Pointing and labeling entries
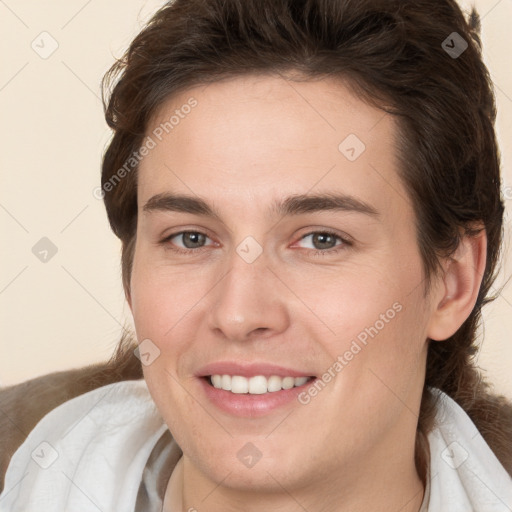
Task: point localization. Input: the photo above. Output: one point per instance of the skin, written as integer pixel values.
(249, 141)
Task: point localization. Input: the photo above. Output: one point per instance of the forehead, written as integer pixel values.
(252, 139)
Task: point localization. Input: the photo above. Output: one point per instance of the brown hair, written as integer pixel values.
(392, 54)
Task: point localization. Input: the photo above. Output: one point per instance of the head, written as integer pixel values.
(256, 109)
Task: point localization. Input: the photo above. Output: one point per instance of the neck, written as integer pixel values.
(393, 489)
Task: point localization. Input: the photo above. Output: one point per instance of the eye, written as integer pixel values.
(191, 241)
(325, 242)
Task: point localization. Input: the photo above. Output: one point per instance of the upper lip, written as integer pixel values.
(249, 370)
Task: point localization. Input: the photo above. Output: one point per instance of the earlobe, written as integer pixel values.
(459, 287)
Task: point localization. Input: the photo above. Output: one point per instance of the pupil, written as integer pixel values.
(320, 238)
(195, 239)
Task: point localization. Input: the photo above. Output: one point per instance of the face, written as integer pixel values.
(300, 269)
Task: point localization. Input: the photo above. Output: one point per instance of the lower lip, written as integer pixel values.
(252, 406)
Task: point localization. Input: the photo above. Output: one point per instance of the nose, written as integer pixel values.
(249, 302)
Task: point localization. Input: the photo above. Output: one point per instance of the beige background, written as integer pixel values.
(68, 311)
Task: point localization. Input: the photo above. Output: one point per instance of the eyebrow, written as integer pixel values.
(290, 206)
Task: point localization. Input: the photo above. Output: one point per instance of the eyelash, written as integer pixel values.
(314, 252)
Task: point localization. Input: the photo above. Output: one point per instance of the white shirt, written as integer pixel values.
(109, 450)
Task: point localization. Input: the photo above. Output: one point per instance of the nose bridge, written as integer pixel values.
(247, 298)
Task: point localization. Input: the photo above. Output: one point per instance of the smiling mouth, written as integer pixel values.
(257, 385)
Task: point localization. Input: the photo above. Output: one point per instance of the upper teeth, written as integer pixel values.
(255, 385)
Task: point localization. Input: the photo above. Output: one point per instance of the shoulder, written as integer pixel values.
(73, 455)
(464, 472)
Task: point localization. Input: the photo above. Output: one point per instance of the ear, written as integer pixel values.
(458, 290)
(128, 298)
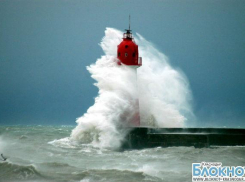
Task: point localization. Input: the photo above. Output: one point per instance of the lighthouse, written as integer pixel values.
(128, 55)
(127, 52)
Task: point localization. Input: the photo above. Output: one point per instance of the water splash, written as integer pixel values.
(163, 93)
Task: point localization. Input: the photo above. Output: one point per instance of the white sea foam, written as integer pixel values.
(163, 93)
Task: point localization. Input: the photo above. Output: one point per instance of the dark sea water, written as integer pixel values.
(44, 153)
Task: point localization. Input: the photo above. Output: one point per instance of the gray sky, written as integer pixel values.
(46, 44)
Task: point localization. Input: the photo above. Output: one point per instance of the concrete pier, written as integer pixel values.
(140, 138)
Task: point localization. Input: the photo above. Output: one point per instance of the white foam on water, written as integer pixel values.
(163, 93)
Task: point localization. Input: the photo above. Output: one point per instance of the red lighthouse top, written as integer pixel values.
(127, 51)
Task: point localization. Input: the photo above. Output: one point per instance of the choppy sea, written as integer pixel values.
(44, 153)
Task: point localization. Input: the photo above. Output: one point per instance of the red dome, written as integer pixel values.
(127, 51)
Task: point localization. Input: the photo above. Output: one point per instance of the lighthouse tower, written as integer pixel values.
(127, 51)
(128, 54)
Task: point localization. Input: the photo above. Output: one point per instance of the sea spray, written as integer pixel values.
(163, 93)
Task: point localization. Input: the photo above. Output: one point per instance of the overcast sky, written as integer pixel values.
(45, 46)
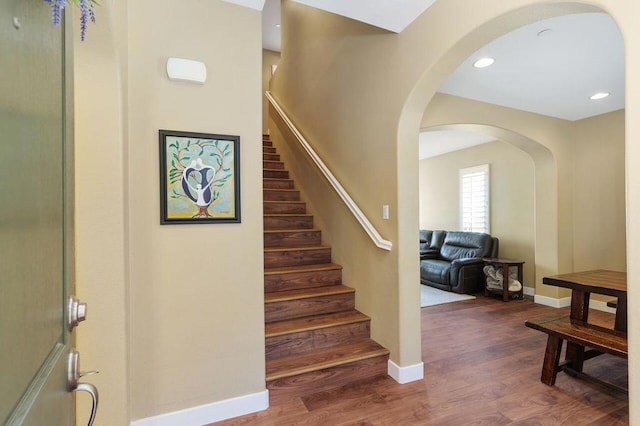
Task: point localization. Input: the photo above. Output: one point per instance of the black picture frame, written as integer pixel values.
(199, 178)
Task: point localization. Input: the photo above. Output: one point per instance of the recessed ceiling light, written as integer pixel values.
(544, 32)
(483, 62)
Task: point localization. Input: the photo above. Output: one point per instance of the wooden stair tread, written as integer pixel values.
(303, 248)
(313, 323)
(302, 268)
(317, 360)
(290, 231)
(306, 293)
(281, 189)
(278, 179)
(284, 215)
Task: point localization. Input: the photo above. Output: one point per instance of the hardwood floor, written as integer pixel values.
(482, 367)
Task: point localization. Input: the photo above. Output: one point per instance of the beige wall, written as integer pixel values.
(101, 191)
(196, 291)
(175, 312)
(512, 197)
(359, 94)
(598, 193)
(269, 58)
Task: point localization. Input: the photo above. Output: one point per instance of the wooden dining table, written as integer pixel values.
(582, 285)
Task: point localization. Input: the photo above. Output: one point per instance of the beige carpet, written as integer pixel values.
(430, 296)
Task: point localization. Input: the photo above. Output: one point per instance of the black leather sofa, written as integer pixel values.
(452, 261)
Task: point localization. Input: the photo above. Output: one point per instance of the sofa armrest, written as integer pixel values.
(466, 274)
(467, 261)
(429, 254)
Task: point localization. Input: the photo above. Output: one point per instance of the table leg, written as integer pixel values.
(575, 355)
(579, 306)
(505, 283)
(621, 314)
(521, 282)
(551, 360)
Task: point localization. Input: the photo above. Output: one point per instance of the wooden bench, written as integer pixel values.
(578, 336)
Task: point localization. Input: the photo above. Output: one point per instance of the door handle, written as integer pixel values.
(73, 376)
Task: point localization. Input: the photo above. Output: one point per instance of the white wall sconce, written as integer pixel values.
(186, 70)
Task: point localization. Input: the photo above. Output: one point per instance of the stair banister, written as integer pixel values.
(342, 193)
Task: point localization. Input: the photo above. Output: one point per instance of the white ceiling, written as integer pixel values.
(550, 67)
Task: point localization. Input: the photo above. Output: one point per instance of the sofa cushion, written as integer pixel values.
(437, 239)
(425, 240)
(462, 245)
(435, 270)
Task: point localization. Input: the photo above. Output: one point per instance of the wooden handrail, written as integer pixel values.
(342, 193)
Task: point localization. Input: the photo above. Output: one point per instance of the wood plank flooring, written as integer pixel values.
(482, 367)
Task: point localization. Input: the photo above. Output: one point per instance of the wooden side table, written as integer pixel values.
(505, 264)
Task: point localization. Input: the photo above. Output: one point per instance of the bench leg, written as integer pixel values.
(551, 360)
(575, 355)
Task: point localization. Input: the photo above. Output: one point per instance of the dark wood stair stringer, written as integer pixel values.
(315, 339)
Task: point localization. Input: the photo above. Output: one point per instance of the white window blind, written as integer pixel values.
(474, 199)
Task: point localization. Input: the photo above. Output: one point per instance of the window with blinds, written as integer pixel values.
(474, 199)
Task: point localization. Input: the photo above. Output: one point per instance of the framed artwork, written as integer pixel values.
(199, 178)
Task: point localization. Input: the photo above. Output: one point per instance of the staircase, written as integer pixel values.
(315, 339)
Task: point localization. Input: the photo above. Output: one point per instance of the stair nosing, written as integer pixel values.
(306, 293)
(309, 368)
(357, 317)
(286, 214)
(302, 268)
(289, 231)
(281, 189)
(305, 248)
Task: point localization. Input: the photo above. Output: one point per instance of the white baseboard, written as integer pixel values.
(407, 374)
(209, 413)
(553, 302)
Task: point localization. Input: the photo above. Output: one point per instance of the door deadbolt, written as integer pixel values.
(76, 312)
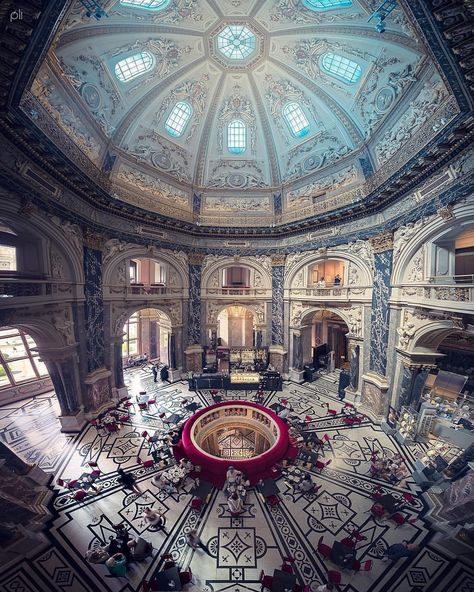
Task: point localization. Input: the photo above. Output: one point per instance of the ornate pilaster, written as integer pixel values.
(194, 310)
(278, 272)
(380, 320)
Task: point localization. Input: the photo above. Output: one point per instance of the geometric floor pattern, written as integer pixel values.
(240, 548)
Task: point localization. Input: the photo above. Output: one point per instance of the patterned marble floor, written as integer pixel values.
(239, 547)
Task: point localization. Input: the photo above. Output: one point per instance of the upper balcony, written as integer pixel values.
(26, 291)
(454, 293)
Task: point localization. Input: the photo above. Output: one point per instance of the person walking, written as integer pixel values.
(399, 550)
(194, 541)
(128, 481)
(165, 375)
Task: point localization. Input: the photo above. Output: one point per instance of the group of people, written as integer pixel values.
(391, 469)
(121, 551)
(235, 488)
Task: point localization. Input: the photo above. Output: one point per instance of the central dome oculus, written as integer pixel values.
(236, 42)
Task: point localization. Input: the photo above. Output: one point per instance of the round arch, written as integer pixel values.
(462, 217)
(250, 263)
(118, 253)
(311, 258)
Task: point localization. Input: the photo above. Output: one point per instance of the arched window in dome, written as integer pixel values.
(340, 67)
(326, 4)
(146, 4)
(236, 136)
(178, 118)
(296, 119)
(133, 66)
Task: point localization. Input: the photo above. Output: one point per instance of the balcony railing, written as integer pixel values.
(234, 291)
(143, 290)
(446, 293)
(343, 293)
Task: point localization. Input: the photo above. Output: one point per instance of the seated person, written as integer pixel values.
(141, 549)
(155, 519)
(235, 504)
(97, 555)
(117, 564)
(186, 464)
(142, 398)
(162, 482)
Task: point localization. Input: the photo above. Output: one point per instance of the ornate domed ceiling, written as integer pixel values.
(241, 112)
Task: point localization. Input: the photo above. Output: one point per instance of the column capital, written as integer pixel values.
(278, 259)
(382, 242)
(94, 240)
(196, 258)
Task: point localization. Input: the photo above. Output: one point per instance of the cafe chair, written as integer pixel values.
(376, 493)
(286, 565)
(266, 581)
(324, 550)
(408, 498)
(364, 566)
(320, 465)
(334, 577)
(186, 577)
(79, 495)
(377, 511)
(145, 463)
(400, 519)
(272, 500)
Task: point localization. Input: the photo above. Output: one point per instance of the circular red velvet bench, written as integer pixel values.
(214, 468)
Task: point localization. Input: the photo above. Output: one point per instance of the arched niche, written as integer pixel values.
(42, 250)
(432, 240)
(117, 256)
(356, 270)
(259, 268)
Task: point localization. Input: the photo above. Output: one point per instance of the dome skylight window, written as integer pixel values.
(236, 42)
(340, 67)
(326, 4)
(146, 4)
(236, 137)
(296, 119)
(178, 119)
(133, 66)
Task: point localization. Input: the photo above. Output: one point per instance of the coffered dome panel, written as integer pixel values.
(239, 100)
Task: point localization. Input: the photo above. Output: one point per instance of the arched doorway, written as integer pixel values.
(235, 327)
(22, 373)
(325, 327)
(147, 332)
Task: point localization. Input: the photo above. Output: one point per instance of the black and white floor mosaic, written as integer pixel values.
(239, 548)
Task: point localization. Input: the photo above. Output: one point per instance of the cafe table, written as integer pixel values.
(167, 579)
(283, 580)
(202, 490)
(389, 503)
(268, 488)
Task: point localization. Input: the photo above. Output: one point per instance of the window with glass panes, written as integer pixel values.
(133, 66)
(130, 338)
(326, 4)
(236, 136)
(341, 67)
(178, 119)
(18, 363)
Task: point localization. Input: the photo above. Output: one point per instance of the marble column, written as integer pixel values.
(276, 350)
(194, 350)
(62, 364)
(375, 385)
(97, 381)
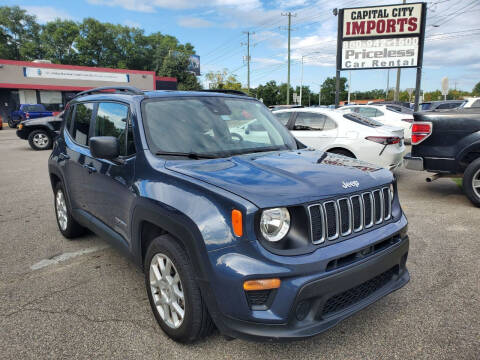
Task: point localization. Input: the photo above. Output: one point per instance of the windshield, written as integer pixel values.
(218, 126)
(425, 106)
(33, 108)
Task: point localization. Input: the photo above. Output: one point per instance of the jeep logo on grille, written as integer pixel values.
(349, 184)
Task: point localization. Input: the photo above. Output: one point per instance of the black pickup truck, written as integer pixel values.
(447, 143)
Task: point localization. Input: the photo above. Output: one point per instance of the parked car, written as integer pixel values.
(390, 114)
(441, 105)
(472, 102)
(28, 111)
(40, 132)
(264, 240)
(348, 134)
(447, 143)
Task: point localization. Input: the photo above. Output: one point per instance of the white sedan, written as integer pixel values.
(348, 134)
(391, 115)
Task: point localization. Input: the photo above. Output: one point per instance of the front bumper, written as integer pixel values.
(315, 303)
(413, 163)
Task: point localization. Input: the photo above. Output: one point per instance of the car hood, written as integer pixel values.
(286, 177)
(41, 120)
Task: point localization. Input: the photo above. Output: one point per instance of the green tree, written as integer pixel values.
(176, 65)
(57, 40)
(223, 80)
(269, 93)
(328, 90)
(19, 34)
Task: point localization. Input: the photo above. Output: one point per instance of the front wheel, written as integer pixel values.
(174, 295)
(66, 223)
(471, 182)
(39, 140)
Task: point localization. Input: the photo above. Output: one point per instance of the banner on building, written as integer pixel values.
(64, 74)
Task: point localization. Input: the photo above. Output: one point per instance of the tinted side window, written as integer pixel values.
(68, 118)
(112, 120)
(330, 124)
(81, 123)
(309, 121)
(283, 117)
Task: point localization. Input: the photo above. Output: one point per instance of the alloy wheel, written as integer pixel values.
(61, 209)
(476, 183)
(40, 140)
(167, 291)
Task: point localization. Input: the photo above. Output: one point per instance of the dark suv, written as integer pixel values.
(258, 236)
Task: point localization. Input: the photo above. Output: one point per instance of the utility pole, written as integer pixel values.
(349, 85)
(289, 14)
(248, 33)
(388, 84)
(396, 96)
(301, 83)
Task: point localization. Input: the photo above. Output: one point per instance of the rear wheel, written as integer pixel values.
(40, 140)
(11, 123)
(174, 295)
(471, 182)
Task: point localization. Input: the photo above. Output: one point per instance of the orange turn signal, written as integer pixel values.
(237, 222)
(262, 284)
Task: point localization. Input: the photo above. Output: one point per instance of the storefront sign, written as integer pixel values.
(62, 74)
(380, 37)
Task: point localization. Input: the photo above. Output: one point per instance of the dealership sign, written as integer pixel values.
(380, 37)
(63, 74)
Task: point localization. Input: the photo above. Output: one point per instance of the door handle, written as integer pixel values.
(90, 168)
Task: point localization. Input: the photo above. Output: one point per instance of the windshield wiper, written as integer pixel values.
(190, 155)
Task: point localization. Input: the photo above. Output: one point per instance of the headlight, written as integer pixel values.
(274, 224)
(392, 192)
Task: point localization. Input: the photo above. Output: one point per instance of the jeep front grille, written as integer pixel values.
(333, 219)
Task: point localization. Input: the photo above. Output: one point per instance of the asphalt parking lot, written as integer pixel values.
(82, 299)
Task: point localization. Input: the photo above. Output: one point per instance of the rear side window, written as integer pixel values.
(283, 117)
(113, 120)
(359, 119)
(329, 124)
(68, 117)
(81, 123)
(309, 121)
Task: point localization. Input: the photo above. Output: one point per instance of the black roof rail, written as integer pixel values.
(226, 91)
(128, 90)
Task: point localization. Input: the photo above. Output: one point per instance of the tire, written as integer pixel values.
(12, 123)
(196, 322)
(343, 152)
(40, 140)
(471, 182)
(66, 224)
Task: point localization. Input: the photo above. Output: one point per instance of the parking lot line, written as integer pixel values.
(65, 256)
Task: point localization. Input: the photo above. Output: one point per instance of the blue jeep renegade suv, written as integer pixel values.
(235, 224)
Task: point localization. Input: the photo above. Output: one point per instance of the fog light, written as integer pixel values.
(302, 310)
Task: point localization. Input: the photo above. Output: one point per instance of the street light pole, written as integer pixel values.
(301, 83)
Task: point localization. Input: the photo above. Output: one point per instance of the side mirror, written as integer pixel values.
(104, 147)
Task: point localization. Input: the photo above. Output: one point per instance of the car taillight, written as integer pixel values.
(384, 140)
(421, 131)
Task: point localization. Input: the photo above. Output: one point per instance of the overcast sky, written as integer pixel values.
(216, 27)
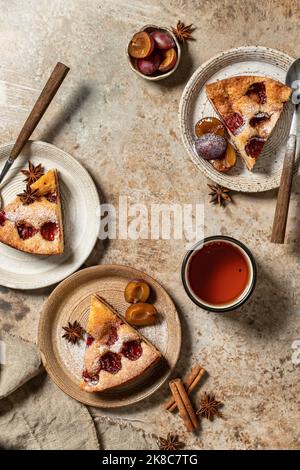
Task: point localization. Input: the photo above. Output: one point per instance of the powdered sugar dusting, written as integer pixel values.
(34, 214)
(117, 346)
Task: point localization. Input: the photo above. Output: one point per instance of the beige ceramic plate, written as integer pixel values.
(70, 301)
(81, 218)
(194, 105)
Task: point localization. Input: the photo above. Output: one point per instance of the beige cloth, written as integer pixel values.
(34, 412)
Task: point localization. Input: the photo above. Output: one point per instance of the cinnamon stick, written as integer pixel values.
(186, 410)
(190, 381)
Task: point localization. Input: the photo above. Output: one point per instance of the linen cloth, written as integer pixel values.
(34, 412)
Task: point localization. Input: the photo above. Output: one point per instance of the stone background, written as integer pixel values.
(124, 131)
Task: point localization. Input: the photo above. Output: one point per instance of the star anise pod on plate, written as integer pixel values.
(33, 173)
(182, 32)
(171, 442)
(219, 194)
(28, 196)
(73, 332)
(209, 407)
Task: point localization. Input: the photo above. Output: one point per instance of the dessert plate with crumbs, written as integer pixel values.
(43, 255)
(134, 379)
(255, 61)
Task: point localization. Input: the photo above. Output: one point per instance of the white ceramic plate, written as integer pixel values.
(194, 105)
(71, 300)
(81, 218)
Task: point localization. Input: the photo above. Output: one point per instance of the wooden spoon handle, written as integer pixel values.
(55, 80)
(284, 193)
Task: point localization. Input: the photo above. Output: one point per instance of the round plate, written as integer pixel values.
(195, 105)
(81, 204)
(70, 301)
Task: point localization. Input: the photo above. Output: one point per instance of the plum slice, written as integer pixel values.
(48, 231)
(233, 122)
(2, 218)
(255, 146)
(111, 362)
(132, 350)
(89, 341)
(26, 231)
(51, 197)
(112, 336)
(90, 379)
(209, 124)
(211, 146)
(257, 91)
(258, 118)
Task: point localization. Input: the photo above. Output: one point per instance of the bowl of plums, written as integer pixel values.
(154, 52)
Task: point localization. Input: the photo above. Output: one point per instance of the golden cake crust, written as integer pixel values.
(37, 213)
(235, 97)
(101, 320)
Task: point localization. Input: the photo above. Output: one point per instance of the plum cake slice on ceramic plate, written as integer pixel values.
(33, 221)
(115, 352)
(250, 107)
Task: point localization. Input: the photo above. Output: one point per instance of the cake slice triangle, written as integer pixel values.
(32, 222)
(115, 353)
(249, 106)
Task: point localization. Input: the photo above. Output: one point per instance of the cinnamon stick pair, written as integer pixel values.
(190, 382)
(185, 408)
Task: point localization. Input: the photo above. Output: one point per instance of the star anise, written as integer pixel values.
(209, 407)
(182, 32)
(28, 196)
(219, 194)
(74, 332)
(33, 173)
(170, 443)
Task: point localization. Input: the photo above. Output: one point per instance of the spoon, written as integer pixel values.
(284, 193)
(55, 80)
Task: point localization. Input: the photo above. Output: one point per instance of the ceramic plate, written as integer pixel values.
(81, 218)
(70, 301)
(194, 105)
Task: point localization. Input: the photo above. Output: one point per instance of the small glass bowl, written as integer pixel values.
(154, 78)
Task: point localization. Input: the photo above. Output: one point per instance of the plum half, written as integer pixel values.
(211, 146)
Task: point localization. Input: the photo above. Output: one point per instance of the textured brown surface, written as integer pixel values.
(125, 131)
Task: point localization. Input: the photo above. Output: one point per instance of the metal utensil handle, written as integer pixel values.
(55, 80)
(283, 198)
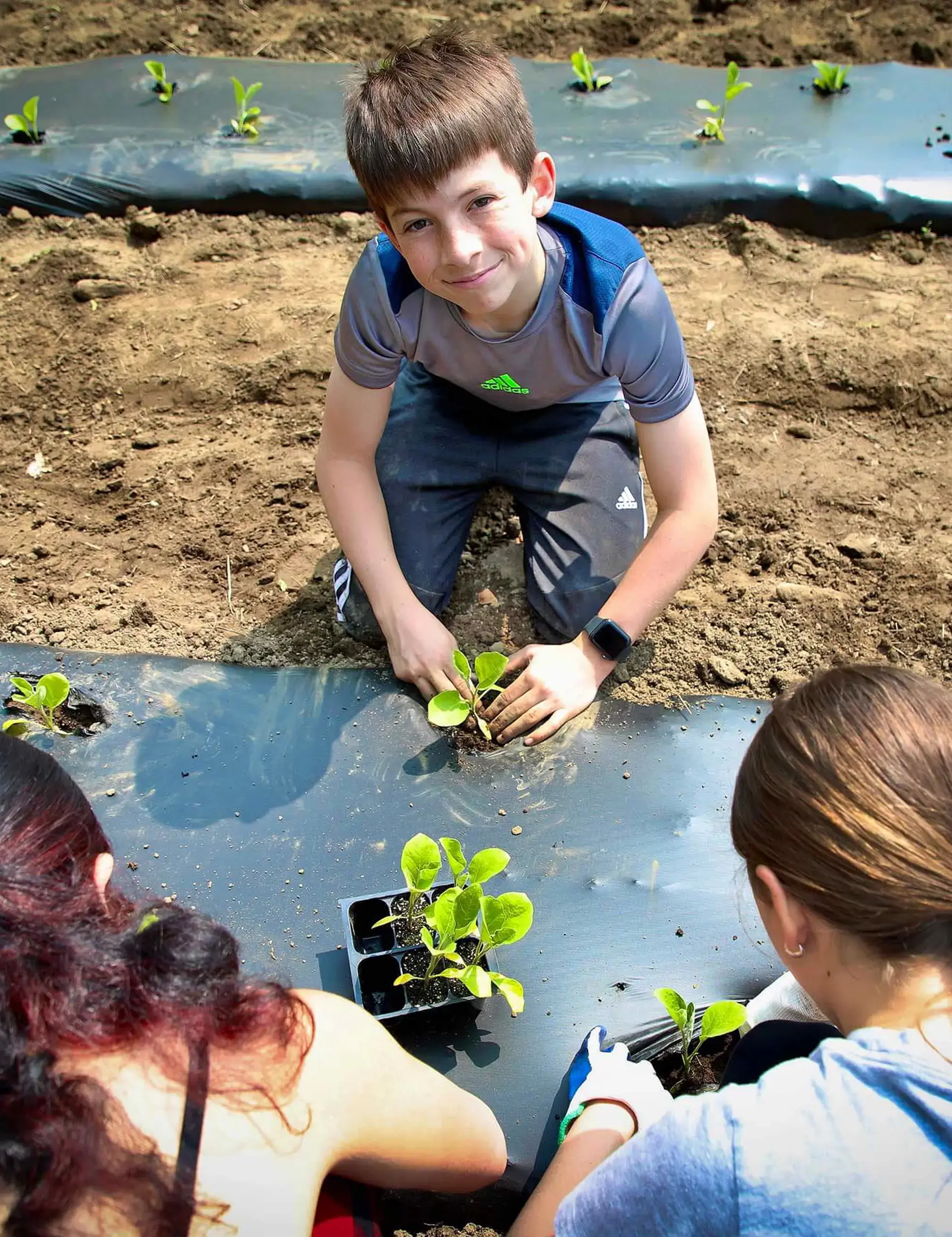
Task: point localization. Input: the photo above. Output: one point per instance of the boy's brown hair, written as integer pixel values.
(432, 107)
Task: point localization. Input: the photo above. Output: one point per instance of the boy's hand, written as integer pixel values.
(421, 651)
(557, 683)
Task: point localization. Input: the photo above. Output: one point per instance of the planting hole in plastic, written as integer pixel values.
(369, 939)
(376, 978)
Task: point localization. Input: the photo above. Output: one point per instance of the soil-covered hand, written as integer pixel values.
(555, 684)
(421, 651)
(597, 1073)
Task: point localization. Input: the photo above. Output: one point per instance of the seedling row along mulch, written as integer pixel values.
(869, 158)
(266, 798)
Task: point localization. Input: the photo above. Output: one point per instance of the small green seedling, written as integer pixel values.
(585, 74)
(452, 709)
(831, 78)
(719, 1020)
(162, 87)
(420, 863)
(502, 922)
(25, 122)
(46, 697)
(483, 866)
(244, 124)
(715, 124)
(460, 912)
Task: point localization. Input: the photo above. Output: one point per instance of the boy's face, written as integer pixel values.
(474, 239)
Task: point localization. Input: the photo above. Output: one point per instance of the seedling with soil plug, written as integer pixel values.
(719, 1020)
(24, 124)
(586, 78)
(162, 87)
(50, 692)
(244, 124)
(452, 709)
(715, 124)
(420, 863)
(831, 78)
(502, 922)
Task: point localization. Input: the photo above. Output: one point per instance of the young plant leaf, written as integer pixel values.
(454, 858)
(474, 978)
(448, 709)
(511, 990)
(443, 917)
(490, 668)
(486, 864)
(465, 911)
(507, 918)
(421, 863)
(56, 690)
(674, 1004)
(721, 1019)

Instructions to follow => Keep only the lines from the one containing "plug, written as integer pixel values." to the end of the entries, and repeat them exactly.

Reply to the task =>
Task: point localization. Input: the photo above. Output: one point per instance of the seedling with soil plug, written as integer pixel values.
(719, 1020)
(24, 124)
(586, 78)
(162, 87)
(50, 692)
(244, 124)
(452, 709)
(715, 124)
(420, 863)
(831, 78)
(502, 922)
Task: point localization. Input: the photo above. Output: one point per instance of the young plant leaf, written as integer pixel values.
(454, 858)
(474, 978)
(448, 709)
(511, 990)
(443, 917)
(490, 668)
(486, 864)
(465, 911)
(507, 918)
(421, 863)
(56, 690)
(674, 1004)
(721, 1019)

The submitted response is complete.